Region labeling records

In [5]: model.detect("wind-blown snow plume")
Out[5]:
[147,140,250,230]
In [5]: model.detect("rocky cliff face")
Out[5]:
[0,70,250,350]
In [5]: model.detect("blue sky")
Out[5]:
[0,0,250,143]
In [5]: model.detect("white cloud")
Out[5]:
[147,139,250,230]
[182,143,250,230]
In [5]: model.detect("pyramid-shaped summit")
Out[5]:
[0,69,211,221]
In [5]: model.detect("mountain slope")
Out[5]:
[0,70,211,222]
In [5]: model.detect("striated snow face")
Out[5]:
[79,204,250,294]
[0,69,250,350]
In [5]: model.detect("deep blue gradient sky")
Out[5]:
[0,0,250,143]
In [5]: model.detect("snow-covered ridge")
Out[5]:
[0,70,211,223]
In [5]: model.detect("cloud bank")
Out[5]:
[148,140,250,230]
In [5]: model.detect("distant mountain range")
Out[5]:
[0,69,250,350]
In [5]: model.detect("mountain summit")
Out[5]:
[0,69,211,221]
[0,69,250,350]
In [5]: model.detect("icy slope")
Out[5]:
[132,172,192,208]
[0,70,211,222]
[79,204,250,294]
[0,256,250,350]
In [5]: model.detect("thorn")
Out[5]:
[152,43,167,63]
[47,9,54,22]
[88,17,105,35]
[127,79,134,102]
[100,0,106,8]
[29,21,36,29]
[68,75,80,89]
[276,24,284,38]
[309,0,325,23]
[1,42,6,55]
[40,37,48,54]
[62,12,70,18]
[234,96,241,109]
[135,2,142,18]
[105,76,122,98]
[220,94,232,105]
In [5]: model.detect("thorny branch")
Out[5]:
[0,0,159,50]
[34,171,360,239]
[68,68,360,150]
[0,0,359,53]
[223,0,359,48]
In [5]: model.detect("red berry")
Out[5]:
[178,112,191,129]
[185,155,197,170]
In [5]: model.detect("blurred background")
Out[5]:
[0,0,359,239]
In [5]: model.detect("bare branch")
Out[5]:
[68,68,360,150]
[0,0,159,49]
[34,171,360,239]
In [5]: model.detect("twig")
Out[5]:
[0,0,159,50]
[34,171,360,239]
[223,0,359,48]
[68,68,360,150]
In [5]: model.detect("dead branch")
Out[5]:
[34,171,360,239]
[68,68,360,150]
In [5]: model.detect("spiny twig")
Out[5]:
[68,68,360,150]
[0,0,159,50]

**Objective:**
List every line of the items above that contains the string "mountain", and note that case counts.

**Result of this exercise:**
In [5]: model.detect("mountain slope")
In [5]: model.detect("distant mountain range")
In [5]: model.detect("mountain summit")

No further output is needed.